Passage for review
"""
New York, U.S.A. – The PATS survey confirms that teen boys are leading the overall increases in marijuana use. Past year use among teen boys is up 24% (from 34% in 2008 to 42% in 2011) and past month use among teen boys is up 38% (from 21% in 2008 to 29% in 2011).
Additionally, boys’ heavy use – smoking marijuana at least 20 times a month – is higher than that of their female counterparts (11% for teen boys versus 6% for teen girls) and boys’ heavy marijuana use is up an alarming 57%, from 7 percent in 2008 to 11% in 2011.
According to the new data, half of Hispanic teens (50%) report that they have used marijuana in the past year (versus 40% for African Americans and 35% for Caucasians). This means Hispanic teens are nearly twice as likely (43%) as Caucasian teens to have smoked marijuana in the past year (50% versus 35%) and 25% more likely than African-American teens.
The study also found that fewer teen girls are abusing Rx medications. Teen girls’ abuse of a prescription drug “to get high or alter your mood” is down 30% since 2010 (from 23% in 2010 to 16%in 2011) and is down a total of 24% since 2009 (21% in 2009). Rx drug abuse among teen boys has remained relatively flat over the same time period.
"""
Data excerpts
"""
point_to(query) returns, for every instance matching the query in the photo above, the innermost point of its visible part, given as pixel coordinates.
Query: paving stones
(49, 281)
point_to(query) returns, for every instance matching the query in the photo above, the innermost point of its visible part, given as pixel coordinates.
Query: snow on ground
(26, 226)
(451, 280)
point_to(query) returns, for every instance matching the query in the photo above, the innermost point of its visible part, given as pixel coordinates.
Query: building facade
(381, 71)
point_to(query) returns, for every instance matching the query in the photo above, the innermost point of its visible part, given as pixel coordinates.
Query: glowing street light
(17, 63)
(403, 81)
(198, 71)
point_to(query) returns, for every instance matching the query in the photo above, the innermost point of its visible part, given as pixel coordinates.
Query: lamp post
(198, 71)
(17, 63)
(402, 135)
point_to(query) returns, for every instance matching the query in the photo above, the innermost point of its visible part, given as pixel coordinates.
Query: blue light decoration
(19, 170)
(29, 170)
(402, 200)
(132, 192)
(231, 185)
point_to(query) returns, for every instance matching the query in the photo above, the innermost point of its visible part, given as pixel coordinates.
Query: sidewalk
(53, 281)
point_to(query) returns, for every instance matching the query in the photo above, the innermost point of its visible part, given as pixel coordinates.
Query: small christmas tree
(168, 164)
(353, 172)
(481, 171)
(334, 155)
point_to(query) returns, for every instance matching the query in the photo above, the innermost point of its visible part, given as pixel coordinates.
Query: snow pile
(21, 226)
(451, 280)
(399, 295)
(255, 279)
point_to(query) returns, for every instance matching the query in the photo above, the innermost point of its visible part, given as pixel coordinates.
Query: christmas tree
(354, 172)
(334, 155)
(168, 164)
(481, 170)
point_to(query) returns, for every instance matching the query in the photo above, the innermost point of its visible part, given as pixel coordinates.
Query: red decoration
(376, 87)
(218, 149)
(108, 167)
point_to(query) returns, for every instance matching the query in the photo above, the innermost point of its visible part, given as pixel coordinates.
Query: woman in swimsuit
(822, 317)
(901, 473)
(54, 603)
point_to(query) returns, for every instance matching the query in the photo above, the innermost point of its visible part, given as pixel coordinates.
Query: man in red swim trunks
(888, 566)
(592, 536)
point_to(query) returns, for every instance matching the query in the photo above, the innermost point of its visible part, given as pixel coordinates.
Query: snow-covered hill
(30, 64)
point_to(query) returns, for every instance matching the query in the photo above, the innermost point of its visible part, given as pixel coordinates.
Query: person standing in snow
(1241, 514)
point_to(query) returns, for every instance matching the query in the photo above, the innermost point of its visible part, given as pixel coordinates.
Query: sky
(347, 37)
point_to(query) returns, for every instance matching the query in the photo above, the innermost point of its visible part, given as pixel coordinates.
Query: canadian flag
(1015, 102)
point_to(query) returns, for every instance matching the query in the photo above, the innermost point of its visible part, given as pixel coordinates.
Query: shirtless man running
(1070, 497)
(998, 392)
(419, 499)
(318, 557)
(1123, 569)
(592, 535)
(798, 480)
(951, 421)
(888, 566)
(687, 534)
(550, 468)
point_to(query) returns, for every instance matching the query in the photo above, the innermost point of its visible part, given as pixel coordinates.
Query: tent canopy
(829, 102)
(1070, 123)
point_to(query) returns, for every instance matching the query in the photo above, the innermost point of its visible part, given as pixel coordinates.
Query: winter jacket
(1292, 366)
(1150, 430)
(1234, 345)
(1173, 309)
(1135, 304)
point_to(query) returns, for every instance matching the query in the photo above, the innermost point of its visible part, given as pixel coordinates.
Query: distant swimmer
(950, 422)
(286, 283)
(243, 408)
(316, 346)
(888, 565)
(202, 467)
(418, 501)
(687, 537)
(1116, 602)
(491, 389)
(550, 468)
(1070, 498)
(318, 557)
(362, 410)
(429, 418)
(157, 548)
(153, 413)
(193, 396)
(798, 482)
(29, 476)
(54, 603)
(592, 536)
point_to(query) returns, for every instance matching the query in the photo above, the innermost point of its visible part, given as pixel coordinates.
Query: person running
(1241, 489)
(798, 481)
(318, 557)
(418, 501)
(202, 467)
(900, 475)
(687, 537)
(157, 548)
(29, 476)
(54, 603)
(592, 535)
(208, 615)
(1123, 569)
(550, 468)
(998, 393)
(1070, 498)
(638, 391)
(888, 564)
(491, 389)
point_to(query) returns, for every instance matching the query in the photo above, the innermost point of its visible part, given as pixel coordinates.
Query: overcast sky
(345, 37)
"""
What the task requires
Copy word for word the part of the passage on teen drug use above that begins with the words "The study also" and ends with "same time period.".

Your solution
The study also found that fewer teen girls are abusing Rx medications. Teen girls’ abuse of a prescription drug “to get high or alter your mood” is down 30% since 2010 (from 23% in 2010 to 16%in 2011) and is down a total of 24% since 2009 (21% in 2009). Rx drug abuse among teen boys has remained relatively flat over the same time period.